Se llevó todo lo que tenía, que no cabía en arcones, baúles o valijas: cabía en su cerebro, era su conocimiento, su chispa de genio, su audacia, su humor y su ingenio, su agudeza. Era ya el científico más famoso del mundo, el tipo que en 1905 y apenas a sus veintiséis años, había dado vuelta como un guante los rígidos conceptos de espacio, tiempo, masa, energía y luz, había bautizado su pensamiento como Teoría de la Relatividad General y había cambiado para siempre el mundo, la ciencia y el futuro.
Ahora, en cambio, a sus cincuenta y cinco años, debía dejar para siempre su tierra y su continente, había nacido en Ulm, Alemania, porque su tierra lo perseguía por ser judío y su continente afilaba sus garras para una guerra, infernal en la que Einstein tendría un rol decisivo. El 17 de octubre de 1933, Einstein, su mujer Elsa Loewenthal, su secretaria y su colaborador, Walter Mayer, llegaron a Estados Unidos, un país que Einstein ya no abandonaría y del que sería ciudadano en 1940.

*Instrucción a*.
Convierte en una lista JSON de cadenas las líneas de los registros que van desde la que contiene "Highlight the flock" hasta la que contiene "left=569, top=325, right=611, bottom=346", ambas incluidas. Cada línea debe ser una cadena y no se incluyen las líneas en blanco.

*Registros*.
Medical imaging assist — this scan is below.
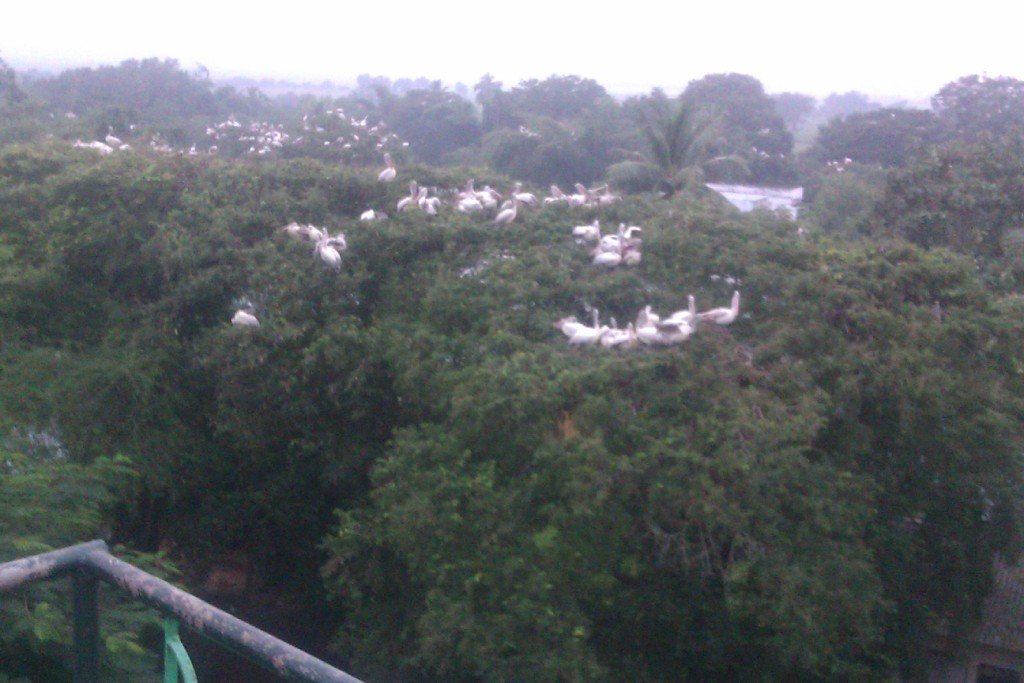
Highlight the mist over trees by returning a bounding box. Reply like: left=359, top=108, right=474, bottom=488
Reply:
left=0, top=59, right=1024, bottom=683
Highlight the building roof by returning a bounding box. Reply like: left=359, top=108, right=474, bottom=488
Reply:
left=706, top=182, right=804, bottom=218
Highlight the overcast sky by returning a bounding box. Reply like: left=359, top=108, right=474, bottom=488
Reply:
left=0, top=0, right=1024, bottom=100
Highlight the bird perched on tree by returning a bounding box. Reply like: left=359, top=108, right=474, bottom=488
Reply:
left=377, top=152, right=398, bottom=182
left=231, top=308, right=259, bottom=328
left=697, top=291, right=739, bottom=325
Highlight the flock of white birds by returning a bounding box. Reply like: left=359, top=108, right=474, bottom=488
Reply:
left=216, top=149, right=739, bottom=348
left=554, top=291, right=739, bottom=348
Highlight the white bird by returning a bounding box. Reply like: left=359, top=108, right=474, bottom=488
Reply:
left=544, top=185, right=568, bottom=204
left=592, top=247, right=623, bottom=268
left=636, top=306, right=693, bottom=346
left=231, top=308, right=259, bottom=328
left=395, top=180, right=420, bottom=213
left=697, top=291, right=739, bottom=325
left=377, top=152, right=398, bottom=182
left=476, top=185, right=502, bottom=209
left=416, top=187, right=441, bottom=216
left=601, top=321, right=637, bottom=348
left=456, top=197, right=483, bottom=213
left=654, top=323, right=693, bottom=346
left=512, top=182, right=540, bottom=206
left=313, top=241, right=341, bottom=270
left=572, top=218, right=601, bottom=245
left=569, top=325, right=611, bottom=346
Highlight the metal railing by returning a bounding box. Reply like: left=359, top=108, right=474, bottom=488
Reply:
left=0, top=541, right=360, bottom=683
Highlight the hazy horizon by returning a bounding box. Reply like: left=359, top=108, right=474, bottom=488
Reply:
left=0, top=0, right=1024, bottom=101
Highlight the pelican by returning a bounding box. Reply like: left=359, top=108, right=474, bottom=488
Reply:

*Instrucción b*.
Según el artículo, ¿en qué fecha llegaron Einstein y sus acompañantes a Estados Unidos?

*Respuesta a*.
[
  "Highlight the flock of white birds by returning a bounding box. Reply like: left=359, top=108, right=474, bottom=488",
  "Reply:",
  "left=216, top=149, right=739, bottom=348",
  "left=554, top=291, right=739, bottom=348",
  "Highlight the white bird by returning a bounding box. Reply like: left=359, top=108, right=474, bottom=488",
  "Reply:",
  "left=544, top=185, right=568, bottom=204",
  "left=592, top=247, right=623, bottom=268",
  "left=636, top=306, right=693, bottom=346",
  "left=231, top=308, right=259, bottom=328",
  "left=395, top=180, right=420, bottom=213",
  "left=697, top=291, right=739, bottom=325",
  "left=377, top=152, right=398, bottom=182",
  "left=476, top=185, right=502, bottom=209",
  "left=416, top=187, right=441, bottom=216",
  "left=601, top=321, right=637, bottom=348",
  "left=456, top=197, right=483, bottom=213",
  "left=654, top=323, right=693, bottom=346",
  "left=512, top=182, right=540, bottom=206",
  "left=313, top=241, right=341, bottom=270",
  "left=572, top=218, right=601, bottom=245",
  "left=569, top=325, right=611, bottom=346"
]

*Respuesta b*.
El 17 de octubre de 1933.